Ausgewählter Auszug –
────────────────────

Gebärdensprachen sind visuell-manuelle Sprachen, die natürlich entstanden sind. Gebärdensprachen bestehen neben Handzeichen aus Mimik und Körperhaltung. Sie verfügen über ein umfassendes Vokabular und eine eigenständige Grammatik, die grundlegend anderen Regeln folgt als die Grammatik gesprochener Sprachen. Gebärdensprachen sind ebenso komplex wie gesprochene Sprachen, auch wenn sie anders aufgebaut sind. Von der Sprachwissenschaft sind Gebärdensprachen als eigenständige, vollwertige Sprachen anerkannt.
In der Regel benutzen Gehörlose und stark schwerhörige Menschen in der Kommunikation untereinander Gebärdensprache, denn die Gebärdensprache ermöglicht Gehörlosen im Gegensatz zur Lautsprache eine entspannte und verlässliche Kommunikation.

────────────────────

Liste der Zeilen –
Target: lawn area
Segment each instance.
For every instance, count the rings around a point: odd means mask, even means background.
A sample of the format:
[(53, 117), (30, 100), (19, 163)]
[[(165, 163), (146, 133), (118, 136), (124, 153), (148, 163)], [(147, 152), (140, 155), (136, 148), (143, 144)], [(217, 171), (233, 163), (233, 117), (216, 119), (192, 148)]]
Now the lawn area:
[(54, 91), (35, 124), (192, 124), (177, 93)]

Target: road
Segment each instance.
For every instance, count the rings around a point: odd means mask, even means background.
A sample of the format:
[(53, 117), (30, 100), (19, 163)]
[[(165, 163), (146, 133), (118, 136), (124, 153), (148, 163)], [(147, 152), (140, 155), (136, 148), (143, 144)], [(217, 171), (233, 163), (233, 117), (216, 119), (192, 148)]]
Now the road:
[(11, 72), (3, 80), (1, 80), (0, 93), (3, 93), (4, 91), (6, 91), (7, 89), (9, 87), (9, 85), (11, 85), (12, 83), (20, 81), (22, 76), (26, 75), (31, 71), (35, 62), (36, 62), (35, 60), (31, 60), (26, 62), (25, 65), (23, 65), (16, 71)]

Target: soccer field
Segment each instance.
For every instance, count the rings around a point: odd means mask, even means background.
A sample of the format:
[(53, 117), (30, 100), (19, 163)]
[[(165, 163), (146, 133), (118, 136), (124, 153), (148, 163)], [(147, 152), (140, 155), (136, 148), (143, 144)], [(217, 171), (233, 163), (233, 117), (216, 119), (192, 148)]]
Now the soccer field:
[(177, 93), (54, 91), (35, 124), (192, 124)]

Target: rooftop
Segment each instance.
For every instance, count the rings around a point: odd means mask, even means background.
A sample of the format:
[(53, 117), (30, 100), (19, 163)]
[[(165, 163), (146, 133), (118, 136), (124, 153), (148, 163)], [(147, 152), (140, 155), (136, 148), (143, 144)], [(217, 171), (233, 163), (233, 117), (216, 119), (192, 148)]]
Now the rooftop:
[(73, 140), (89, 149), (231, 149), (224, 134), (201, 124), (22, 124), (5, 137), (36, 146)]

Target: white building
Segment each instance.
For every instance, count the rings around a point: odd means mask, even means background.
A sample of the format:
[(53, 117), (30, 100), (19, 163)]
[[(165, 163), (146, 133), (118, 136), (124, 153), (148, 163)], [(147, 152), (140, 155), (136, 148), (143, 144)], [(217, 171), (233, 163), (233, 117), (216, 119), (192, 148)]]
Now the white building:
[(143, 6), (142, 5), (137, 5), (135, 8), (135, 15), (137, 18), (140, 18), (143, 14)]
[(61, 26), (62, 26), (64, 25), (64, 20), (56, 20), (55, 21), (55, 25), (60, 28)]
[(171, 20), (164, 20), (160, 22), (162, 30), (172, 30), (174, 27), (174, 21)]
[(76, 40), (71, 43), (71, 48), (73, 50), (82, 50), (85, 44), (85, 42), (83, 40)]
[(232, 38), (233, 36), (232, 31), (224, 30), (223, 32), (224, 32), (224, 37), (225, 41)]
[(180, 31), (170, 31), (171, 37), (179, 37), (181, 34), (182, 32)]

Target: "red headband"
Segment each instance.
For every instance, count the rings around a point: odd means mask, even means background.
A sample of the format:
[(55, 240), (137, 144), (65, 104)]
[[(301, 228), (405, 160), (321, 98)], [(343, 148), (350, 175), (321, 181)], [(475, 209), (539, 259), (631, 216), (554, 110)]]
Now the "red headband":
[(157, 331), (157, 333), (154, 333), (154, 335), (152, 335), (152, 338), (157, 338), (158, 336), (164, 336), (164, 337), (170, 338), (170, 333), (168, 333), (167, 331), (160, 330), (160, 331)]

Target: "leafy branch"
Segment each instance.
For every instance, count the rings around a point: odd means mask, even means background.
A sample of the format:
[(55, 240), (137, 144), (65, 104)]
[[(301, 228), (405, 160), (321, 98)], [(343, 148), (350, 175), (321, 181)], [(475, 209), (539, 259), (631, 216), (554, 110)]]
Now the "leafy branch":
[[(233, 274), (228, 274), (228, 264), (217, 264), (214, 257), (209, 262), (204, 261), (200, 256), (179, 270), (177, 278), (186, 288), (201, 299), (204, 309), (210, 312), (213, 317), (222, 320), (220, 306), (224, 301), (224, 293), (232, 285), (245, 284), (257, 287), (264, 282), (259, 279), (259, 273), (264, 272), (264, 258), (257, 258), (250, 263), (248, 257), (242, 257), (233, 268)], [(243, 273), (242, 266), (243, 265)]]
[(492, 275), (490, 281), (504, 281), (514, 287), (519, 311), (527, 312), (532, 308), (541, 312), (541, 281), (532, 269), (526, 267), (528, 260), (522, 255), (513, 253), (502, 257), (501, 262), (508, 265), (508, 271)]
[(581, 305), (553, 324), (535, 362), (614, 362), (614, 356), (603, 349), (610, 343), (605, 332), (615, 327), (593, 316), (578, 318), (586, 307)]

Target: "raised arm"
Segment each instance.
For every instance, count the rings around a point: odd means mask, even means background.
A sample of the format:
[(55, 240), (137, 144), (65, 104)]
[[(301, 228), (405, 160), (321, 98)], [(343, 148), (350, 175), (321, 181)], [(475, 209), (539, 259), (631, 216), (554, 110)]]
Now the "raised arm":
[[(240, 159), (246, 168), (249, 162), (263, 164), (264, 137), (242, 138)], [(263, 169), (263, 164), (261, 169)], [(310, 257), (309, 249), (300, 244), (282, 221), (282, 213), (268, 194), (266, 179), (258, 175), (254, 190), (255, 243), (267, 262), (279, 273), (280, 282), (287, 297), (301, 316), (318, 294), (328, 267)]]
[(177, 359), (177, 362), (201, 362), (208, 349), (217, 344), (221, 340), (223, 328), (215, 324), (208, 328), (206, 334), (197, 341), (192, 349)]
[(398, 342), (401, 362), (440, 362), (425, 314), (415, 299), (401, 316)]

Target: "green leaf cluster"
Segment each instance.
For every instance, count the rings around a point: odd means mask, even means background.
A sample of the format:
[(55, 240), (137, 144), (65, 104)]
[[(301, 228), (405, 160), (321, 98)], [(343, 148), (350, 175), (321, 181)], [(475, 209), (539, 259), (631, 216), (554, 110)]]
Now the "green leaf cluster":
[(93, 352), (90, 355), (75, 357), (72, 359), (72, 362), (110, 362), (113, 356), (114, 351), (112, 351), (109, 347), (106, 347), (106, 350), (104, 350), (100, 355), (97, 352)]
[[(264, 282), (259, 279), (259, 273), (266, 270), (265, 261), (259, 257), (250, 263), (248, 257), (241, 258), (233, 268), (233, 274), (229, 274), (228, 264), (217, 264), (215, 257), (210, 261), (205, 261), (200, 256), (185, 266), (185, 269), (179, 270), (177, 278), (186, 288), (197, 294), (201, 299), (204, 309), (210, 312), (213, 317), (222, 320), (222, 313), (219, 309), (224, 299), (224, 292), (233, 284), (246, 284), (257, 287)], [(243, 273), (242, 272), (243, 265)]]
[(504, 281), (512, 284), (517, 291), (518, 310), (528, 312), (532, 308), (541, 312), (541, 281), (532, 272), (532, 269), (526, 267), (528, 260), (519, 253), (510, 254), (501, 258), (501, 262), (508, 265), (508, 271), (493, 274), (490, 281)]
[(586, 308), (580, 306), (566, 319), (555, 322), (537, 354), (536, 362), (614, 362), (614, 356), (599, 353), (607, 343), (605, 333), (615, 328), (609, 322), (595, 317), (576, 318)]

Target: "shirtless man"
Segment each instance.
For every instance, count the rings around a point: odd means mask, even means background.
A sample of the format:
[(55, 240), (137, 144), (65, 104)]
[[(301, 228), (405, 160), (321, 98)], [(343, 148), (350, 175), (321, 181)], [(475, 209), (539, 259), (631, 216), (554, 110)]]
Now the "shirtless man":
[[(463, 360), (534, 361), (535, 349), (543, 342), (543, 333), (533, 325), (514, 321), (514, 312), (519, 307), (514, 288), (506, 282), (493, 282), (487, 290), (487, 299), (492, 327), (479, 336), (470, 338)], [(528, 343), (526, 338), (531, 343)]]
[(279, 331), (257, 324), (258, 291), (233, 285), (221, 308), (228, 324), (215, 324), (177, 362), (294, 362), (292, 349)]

────────────────────

Gestellte Aufgabe A –
Woraus bestehen Gebärdensprachen laut dem Auszug über Gebärdensprachen neben Handzeichen?
Gestellte Aufgabe B –
Bitte führe den Text über Gebärdensprachen im Anschluss an seinen letzten Satz weiter.

Ergebnis A –
Aus Mimik und Körperhaltung.

Ergebnis B –
Die Abkürzung DGS bedeutet Deutsche Gebärdensprache. Die DGS verfügt über ein eigenständiges und komplexes Sprachsystem, das sich in seiner Grammatik grundlegend von der Deutschen Laut- und Schriftsprache unterscheidet. Sie ist als vollwertige Sprache in Deutschland seit dem Jahr 2002 anerkannt.
Die DGS ist eine innerhalb der deutschen Gehörlosengemeinschaft gewachsene Sprache. Sie ist in ihrem Vokabular nicht bundesweit einheitlich, sondern verfügt über etliche Dialekte, vergleichbar mit der Deutschen Lautsprache (in Bayern spricht man z.B. anders als in Nordrhein Westfalen und gebärdet auch anders). Deshalb kann es in einigen Regionen Vokabeln geben, die in anderen nicht angewandt werden. Typisch hierfür sind sogenannte Idiome (= Redewendungen). Ein Grund für die starke Ausbildung von Dialekten in der Deutschen Gebärdensprache ist sicherlich, dass sie erst im Jahr 2002 offiziell anerkannt wurde. Ein weiterer Grund ist, dass die Deutsche Gebärdensprache lange in der Frühförderung und im Bildungsbereich verpönt war. So entwickelte sie sich meist erst im Verborgenen während Kindergarten- und Schulzeit ohne überregionalen Bezug und Austausch mit anderen Gleichaltrigen oder Erwachsenen.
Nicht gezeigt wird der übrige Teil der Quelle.